● EXERCISE DETAILS
Reproduce the listing below word for word, keeping every line in its original order.

● EXERCISE MATERIALS
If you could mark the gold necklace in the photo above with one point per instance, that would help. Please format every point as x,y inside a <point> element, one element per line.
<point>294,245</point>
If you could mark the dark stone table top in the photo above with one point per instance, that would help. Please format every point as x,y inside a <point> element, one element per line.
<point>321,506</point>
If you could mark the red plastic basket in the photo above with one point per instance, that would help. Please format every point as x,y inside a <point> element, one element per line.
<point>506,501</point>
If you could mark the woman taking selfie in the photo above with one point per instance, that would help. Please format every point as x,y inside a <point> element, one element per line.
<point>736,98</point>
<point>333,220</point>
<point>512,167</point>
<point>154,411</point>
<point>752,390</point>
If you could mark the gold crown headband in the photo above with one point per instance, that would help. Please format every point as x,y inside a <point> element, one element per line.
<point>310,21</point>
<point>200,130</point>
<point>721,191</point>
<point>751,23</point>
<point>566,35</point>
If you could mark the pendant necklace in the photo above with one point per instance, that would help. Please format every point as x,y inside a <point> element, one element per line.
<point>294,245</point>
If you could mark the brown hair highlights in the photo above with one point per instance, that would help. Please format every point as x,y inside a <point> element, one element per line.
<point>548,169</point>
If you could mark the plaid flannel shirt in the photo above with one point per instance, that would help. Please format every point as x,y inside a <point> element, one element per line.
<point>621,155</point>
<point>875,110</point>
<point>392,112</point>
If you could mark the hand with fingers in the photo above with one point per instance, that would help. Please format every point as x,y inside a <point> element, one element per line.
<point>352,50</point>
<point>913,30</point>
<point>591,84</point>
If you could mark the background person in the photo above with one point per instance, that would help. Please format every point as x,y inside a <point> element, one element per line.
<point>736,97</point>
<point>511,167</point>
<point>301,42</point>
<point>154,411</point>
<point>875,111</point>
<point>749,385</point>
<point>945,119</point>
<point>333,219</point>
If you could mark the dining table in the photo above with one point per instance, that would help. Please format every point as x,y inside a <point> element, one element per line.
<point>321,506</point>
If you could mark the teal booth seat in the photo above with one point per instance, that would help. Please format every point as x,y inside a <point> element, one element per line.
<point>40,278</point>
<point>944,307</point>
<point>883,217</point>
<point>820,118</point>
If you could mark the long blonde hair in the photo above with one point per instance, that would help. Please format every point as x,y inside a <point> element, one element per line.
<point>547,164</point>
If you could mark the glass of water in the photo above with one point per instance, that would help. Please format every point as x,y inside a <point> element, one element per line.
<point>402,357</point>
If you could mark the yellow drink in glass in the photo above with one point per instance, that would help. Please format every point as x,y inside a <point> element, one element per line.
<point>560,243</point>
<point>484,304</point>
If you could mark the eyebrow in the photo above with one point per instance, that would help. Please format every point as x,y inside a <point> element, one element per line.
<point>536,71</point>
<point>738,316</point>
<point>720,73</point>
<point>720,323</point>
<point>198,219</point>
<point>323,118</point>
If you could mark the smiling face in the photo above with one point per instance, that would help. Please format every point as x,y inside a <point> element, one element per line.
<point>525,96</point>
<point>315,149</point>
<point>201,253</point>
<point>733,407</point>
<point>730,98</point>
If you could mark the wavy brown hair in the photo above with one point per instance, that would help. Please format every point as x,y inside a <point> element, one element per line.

● OUTPUT OF THE TASK
If you could mark the gold necklace in the photo above with one point per instance, that would help. Please format every point as x,y inside a <point> element, one element per line.
<point>294,245</point>
If you could mark the dark stone table top in the photo above with one point per instance, that would help. Please format every point as x,y inside a <point> element, one element per line.
<point>321,506</point>
If you could mark the red plastic basket in the photo above with one point per instance, that would help. Please format every point as x,y inside a <point> element, one element per line.
<point>506,501</point>
If you could mark the woman taking selfie in the photo above with one point per instance, that would help. Please format every point as x,y inside a <point> element, one element per line.
<point>736,98</point>
<point>333,220</point>
<point>512,167</point>
<point>154,411</point>
<point>752,390</point>
If you could mark the gold crown headband in the photo above with one point per instance, that would help. Please format every point as x,y inside a <point> element, one element per line.
<point>310,21</point>
<point>200,130</point>
<point>721,191</point>
<point>751,23</point>
<point>566,35</point>
If you could mark the pendant necklace in the photo above with one point per instance, that would help. Please format every point as x,y inside a <point> element, one element per line.
<point>294,245</point>
If you could mark the brown hair highlights in the photo above with one point per instance, that would help. Please format every point as x,y inside a <point> element, one element per line.
<point>548,169</point>
If you could mark the plaid flannel shirt in the photo above with one point per instance, that would help. Please format every point as x,y inside a <point> element, one element per line.
<point>621,155</point>
<point>875,110</point>
<point>392,112</point>
If you could mark the hand with fingers in the photo above with one point per instance, that would help. Please format every point as x,y inside a <point> element, one element per line.
<point>352,50</point>
<point>913,30</point>
<point>591,84</point>
If you could mark the background person in the photo above with one point per instance, that would help. Please format every point as x,y inside a <point> element, one element per line.
<point>736,97</point>
<point>511,167</point>
<point>301,42</point>
<point>154,411</point>
<point>875,111</point>
<point>749,385</point>
<point>945,119</point>
<point>333,219</point>
If you could mark the dining table in the photo above with one point per instance, that would help. Please format every point as x,y inside a <point> element, one element per line.
<point>321,506</point>
If you could mark the teal booth seat in the photo above with one point per instance, that would help. Please format every point as x,y inside a <point> element, one element per line.
<point>40,278</point>
<point>944,307</point>
<point>883,217</point>
<point>820,118</point>
If you could mark the long blonde hair in the photo above with one point per instance, that would help. Please format every point as x,y inside a <point> element, one element per line.
<point>547,164</point>
If you could mark the glass of water in the photo above with one point per instance, that would help. Please format every point as x,y inside a <point> element, one element per line.
<point>402,357</point>
If you could mark the yellow drink in glass in the photo above with one point per instance, that would help. Please format every point as x,y inside a <point> element, one element per line.
<point>560,243</point>
<point>484,304</point>
If you could mark the eyebrow in the photo above with one point per instance, that would help. Please format every point as x,y inside a <point> element, one element per line.
<point>536,71</point>
<point>738,316</point>
<point>720,73</point>
<point>720,323</point>
<point>198,219</point>
<point>323,118</point>
If you could mark the smiling face in the photo above with one point per instance, that would help. Please format every point as x,y inside a <point> element, one element per line.
<point>525,96</point>
<point>315,149</point>
<point>201,253</point>
<point>733,407</point>
<point>730,98</point>
If you could mark the wavy brown hair in the photo above with one point per instance, that would help. Please format every point as x,y inside a <point> element, one element per line.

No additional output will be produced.